- [Yapılacaklar]
1 - Sinop'taki fırlatmalarla ilgili alıntıda "dünya" sözcüğünün herhangi bir biçimini içeren tüm cümleleri listele.
2 - Sinop'taki fırlatmalarla ilgili alıntıya göre şu soruları yanıtla:
(a) Sinop'ta kaç değişik sistemin fırlatması yapılacak?
(b) Konuşmacı, Selçuk Bey'in hangi alanda yaptıklarını örnek gösteriyor?
(c) Büyük harfli başlıkta neyi sürdürmeye ihtiyaç olduğu söyleniyor?

- [Alıntı]
═══

Arif Karabeyoğlu: Sinop'ta üç tane değişik sistemin fırlatması yapılacak. Bir kısmı yerden yere. Uzaya gidecek sistemimiz de var. Uzayı dünyada yakalama noktasındayız. Bazı teknolojilerde dünyanın ihtiyacı olduğu alanlarda varız. Dünyada bir adım önde değilseniz hiçbir manası yok. Selçuk Bey'in SİHA'larda yaptığı gibi. Uzayda da bir adım önde olduğumuz alanlar var.

"BU POLİTİKALARI SÜRDÜRMEYE İHTİYACIMIZ VAR"

═══

- [Verilen Bilgiler]
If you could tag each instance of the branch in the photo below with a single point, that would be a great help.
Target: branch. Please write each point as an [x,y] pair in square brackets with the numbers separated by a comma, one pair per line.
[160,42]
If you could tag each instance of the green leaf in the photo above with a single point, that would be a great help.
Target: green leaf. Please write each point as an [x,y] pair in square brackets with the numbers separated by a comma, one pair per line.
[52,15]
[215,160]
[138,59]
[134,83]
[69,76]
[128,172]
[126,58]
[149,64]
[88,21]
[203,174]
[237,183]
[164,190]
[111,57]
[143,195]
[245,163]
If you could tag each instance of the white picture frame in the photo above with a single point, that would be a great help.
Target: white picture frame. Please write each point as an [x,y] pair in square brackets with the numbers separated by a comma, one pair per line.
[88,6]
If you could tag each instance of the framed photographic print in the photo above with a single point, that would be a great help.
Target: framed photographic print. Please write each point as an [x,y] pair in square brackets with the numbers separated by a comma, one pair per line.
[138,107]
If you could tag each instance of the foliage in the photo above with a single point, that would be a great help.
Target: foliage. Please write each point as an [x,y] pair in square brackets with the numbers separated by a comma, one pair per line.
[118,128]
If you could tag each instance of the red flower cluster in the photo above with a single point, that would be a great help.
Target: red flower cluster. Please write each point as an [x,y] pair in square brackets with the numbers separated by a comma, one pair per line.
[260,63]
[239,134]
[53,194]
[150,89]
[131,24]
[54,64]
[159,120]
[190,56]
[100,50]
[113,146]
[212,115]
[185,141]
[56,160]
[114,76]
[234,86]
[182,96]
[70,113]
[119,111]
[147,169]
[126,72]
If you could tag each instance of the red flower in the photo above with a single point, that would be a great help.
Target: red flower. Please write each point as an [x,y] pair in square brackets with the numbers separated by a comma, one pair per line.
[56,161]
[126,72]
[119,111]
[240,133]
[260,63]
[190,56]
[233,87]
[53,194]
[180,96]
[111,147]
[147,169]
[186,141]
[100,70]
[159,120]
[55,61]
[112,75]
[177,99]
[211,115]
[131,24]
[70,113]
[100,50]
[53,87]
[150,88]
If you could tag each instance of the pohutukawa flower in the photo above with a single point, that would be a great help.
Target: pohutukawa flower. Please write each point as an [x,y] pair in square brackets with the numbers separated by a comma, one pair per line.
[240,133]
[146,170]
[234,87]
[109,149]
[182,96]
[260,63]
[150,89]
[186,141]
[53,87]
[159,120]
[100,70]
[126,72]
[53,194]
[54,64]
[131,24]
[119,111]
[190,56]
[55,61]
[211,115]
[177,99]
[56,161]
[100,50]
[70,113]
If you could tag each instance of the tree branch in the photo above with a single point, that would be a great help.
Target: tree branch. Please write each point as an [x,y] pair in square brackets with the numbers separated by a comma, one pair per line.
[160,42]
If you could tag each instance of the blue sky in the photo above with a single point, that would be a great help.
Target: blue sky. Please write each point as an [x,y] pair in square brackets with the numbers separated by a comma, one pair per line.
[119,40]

═══

- [Görev Görev Cevaplar]
1 -
- Uzayı dünyada yakalama noktasındayız.
- Bazı teknolojilerde dünyanın ihtiyacı olduğu alanlarda varız.
- Dünyada bir adım önde değilseniz hiçbir manası yok.

2 -
(a) Üç.
(b) SİHA'larda.
(c) Bu politikaları.